▸ Directive
Report how many lines in the entries below contain the string "green", with case counting. Give only the number.

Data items
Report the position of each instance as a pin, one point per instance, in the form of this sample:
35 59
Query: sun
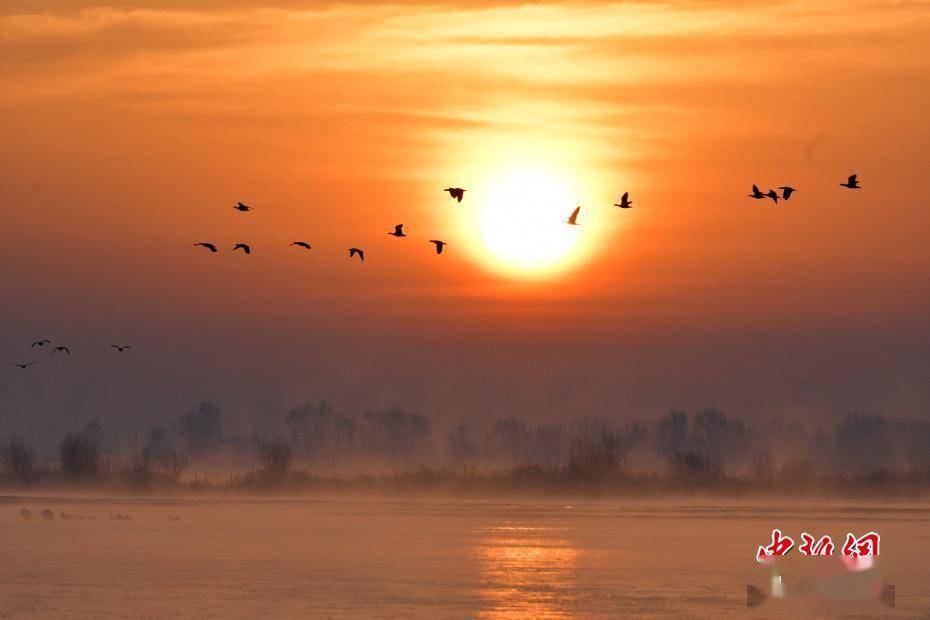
522 223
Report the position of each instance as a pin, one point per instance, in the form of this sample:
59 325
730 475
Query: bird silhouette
455 192
625 201
852 182
573 218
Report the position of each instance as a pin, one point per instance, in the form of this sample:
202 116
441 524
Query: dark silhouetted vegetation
321 448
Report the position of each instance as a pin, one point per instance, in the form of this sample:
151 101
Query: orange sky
129 132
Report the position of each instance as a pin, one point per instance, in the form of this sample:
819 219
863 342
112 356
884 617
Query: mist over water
366 557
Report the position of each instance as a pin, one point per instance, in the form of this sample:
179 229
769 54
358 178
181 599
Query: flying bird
455 192
573 218
625 201
852 183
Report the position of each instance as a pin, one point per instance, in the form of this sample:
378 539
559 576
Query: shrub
80 454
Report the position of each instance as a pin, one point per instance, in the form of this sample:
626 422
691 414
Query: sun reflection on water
527 572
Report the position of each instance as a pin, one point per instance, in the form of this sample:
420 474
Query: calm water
427 558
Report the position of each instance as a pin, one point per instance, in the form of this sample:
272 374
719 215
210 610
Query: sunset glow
522 223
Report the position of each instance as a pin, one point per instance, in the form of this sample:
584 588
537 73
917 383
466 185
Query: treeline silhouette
320 447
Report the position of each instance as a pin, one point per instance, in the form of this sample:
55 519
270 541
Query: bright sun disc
523 222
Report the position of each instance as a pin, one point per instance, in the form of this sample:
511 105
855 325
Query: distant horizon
131 133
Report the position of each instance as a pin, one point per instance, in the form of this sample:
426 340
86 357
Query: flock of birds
457 194
62 349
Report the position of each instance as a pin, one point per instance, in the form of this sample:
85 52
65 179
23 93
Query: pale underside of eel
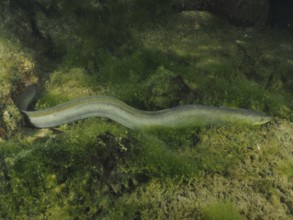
116 110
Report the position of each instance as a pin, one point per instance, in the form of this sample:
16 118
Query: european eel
116 110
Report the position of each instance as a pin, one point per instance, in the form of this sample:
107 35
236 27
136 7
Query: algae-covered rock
165 89
238 12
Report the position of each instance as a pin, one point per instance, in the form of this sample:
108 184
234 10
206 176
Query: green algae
96 168
219 211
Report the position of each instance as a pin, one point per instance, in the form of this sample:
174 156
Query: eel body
108 107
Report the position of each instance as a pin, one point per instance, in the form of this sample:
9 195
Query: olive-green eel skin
108 107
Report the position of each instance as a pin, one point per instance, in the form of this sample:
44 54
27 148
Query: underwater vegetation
150 59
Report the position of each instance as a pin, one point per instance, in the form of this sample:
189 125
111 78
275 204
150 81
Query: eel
116 110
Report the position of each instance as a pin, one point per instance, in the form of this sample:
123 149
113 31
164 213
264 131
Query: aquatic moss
218 211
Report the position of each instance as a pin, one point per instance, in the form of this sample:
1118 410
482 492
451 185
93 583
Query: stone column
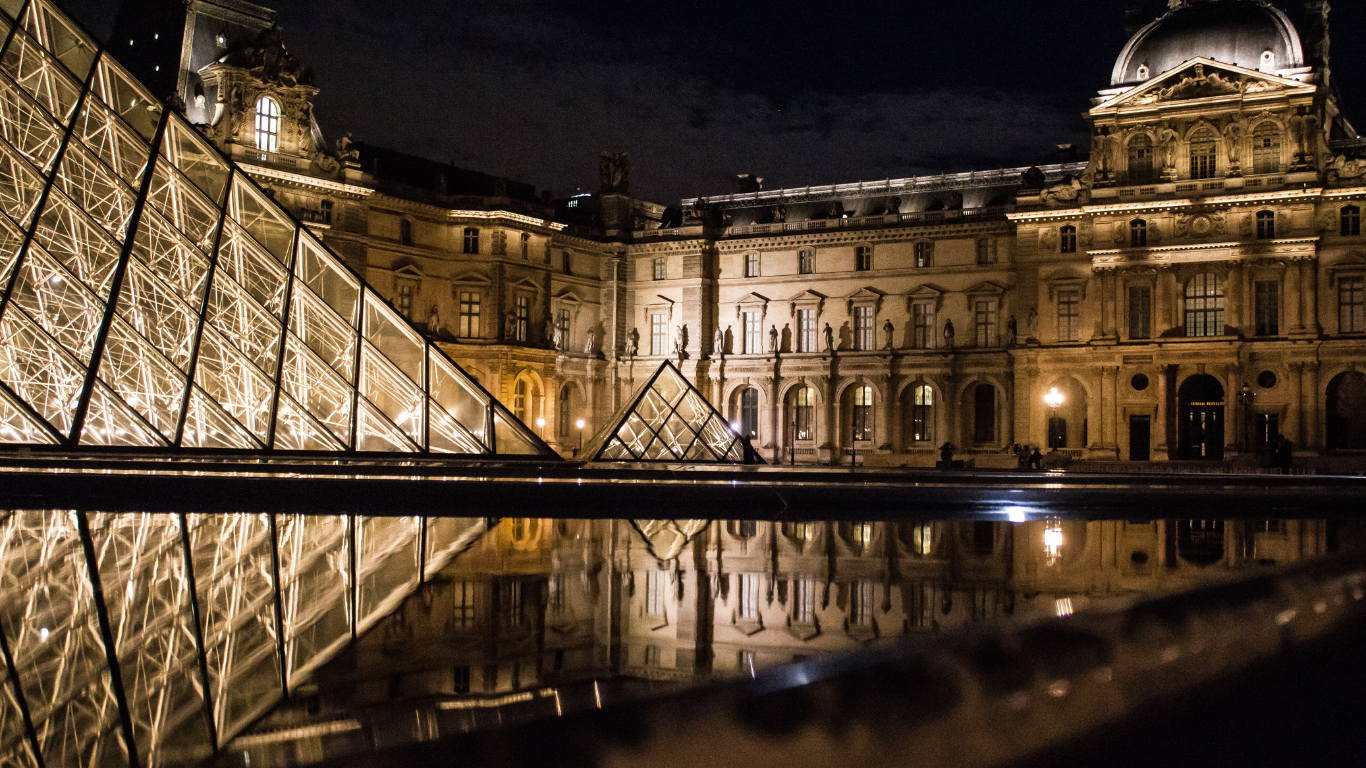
1294 319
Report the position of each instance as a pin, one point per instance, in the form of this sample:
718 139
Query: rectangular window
922 325
654 593
1351 310
659 334
803 600
985 316
1068 314
749 597
863 328
861 604
469 314
523 317
753 334
806 331
1139 312
1266 306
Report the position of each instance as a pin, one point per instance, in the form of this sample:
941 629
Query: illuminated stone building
1210 241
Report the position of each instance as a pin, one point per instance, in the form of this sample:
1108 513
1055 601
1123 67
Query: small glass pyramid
155 297
667 420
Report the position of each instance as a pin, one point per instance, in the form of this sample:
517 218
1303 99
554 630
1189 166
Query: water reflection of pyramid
667 420
155 297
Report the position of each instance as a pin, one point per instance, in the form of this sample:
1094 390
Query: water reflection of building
541 606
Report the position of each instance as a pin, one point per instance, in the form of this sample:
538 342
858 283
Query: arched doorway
1347 412
1201 412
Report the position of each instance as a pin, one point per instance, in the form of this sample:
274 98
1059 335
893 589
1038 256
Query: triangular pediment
1202 78
667 420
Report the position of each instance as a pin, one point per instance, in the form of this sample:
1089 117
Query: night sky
799 93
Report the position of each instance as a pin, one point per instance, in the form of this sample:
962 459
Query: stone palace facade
1191 291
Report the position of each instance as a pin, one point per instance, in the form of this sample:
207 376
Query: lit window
1204 306
1067 239
1265 224
268 125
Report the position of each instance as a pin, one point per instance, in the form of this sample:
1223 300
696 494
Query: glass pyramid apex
152 295
667 420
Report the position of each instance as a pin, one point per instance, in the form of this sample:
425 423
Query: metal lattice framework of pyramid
155 297
667 420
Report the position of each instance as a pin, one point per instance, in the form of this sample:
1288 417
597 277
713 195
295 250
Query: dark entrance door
1139 437
1201 401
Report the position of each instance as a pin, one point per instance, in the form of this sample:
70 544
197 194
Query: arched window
1138 232
922 414
1141 160
519 399
1204 159
563 421
1265 224
1204 305
862 416
803 414
268 125
1266 149
1351 220
1067 239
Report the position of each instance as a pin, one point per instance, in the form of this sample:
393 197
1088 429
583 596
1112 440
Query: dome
1247 33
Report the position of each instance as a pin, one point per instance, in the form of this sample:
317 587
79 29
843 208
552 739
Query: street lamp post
1053 399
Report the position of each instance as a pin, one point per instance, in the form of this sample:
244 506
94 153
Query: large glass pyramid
155 297
667 420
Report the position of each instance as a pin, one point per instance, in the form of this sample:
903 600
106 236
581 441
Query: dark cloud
799 93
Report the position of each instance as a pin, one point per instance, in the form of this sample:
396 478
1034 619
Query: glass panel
458 396
314 578
109 422
333 283
47 607
37 371
96 190
238 386
323 331
194 157
208 427
59 304
242 320
297 431
19 186
28 127
262 219
373 432
37 73
253 269
18 427
387 563
317 388
183 207
141 562
142 377
237 603
62 37
153 310
79 245
391 392
392 336
126 97
108 138
171 257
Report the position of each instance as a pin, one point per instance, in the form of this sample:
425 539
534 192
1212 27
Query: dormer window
268 125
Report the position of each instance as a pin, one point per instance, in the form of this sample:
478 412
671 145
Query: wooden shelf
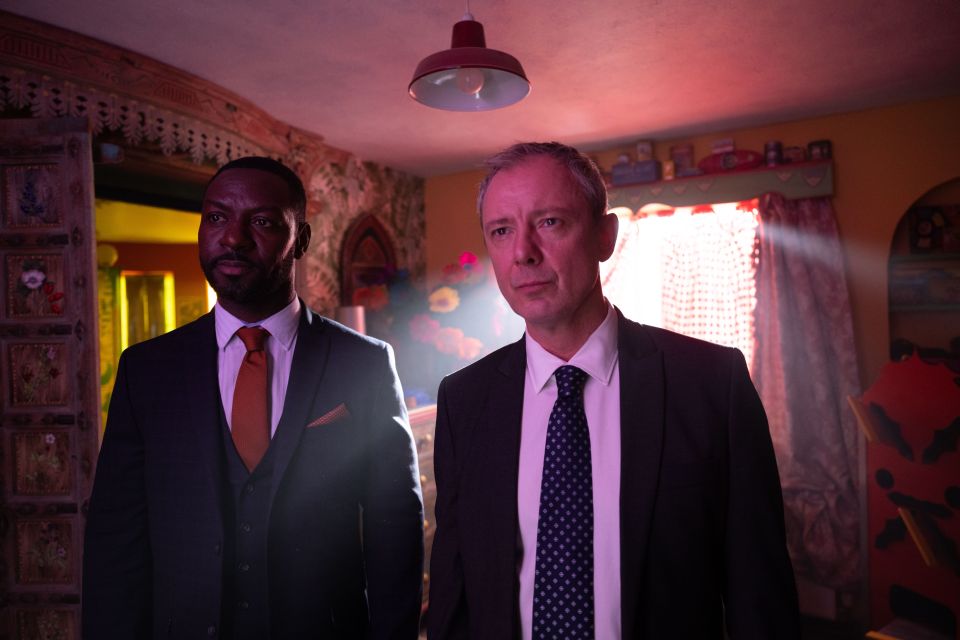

▸ Completed exercise
2